━━ Textauszug

Einfach mal treffen und den Krieg und die Flucht ein bisschen auf Abstand halten: Beim ukrainischen Abend im Geschwister-Scholl-Haus in Hann. Münden wurden Kontakte geknüpft und gepflegt, in entspannter Runde gespeist - und die Kinder konnten sich beim Mitmach-Zirkus des Mündener Kneipp-Vereins austoben. Das Angebot war eine Initiative aus dem Willkommenstreff Ukraine - und viele, viele Gäste kamen. Mehr: Auf "Ganzen Beitrag anzeigen" klicken.
Marienkäfer, Blumen und Smileys tummeln sich auf der Landkarte der Russischen Föderation. Jeder Sticker markiert eine verlassene Heimat: Die Gäste beim ukrainischen Abend im Geschwister-Scholl-Haus (GSH) in Hann. Münden kennzeichnen mit den Symbolen, woher sie gekommen sind.
Zu Grill-Buffet und kalten Getränken hatte ein Team um Anna Perevertailo zu dem Treffen von Gastfamilien und ukrainischen Flüchtlingen in den Innenhof des GSH eingeladen. Einfach mal zusammenkommen, einander kennenlernen, ohne über Anträge, Formalitäten und Probleme zu sprechen, war die Intention, skizzierten es Martina Görtler, Geschäftsführerin des Stadtjugendrings, und Elke Steden, Leiterin Kinder- und Jugendbüro, Stadt Hann. Münden. Und das wurde gern angenommen, die Sitzplätze reichten kaum aus.

━━━━

### Aufgaben
• 1. Erkläre in ein bis drei Sätzen, was laut Textauszug die Absicht hinter dem Treffen im Innenhof des GSH war.
• 2. Wer bot laut Textauszug den Mitmach-Zirkus für die Kinder an?
Die Zeilen haben mit dem Textauszug nichts zu tun.

━━ Bereitgestelltes Material

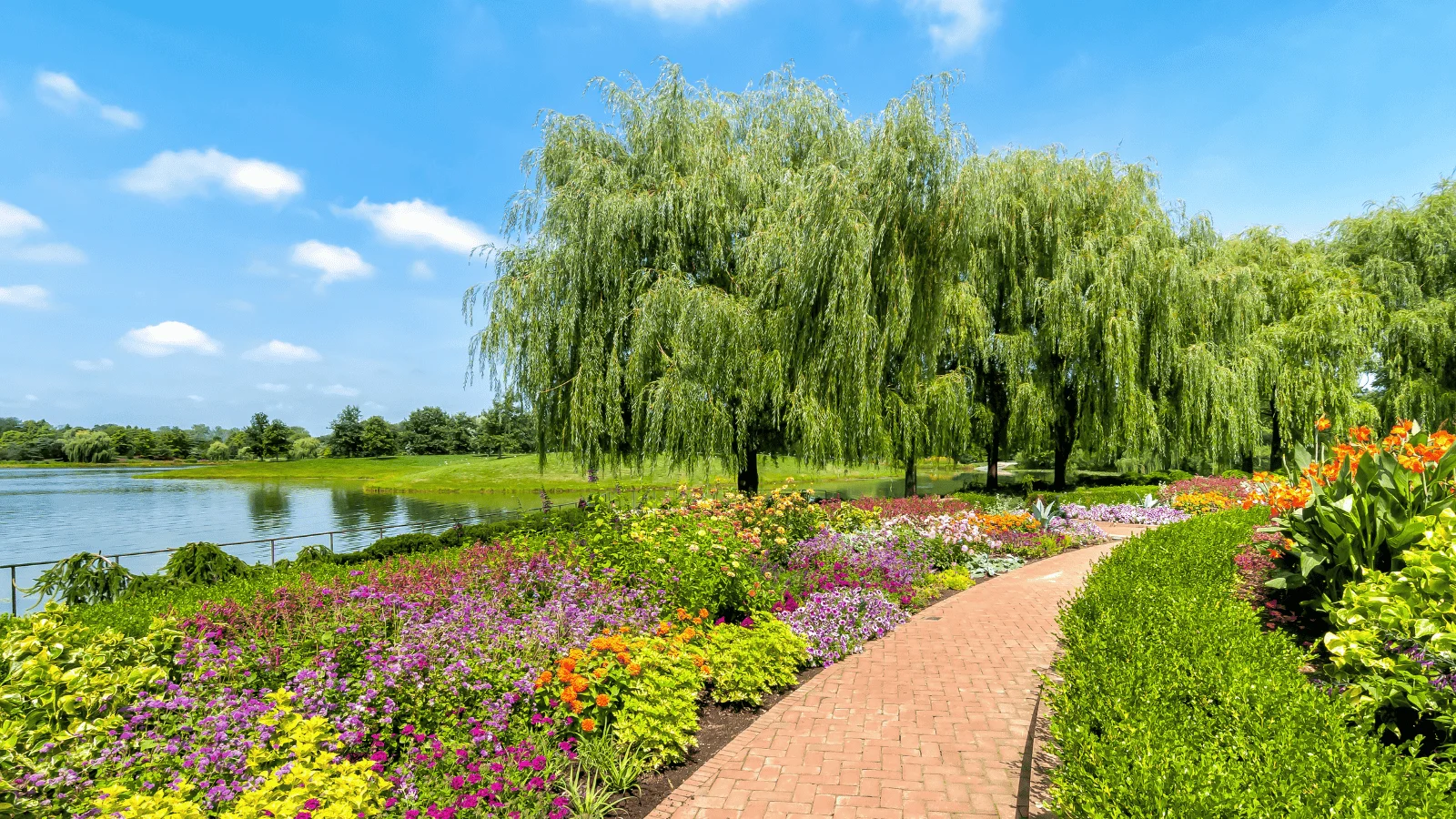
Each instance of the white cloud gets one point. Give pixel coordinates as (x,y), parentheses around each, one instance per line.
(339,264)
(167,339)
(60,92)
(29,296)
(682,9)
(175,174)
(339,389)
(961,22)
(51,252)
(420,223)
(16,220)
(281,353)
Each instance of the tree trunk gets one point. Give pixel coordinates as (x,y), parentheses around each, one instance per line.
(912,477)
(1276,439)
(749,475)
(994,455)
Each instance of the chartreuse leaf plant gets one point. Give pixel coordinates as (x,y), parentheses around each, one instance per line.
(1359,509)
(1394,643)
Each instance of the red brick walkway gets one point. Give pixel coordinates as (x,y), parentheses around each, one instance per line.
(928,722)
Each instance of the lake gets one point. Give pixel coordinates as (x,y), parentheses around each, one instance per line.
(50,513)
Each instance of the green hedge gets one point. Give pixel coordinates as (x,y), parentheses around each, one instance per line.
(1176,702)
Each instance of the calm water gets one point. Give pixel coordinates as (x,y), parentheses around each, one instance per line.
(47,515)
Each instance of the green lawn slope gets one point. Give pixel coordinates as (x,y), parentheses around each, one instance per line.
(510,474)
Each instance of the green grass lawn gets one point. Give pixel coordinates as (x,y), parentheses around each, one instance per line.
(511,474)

━━━━

### Antworten je Aufgabe
• 1. Gastfamilien und ukrainische Flüchtlinge sollten einfach zusammenkommen und einander kennenlernen. Dabei sollte nicht über Anträge, Formalitäten und Probleme gesprochen werden. So skizzierten es Martina Görtler und Elke Steden.

• 2. Der Mündener Kneipp-Verein.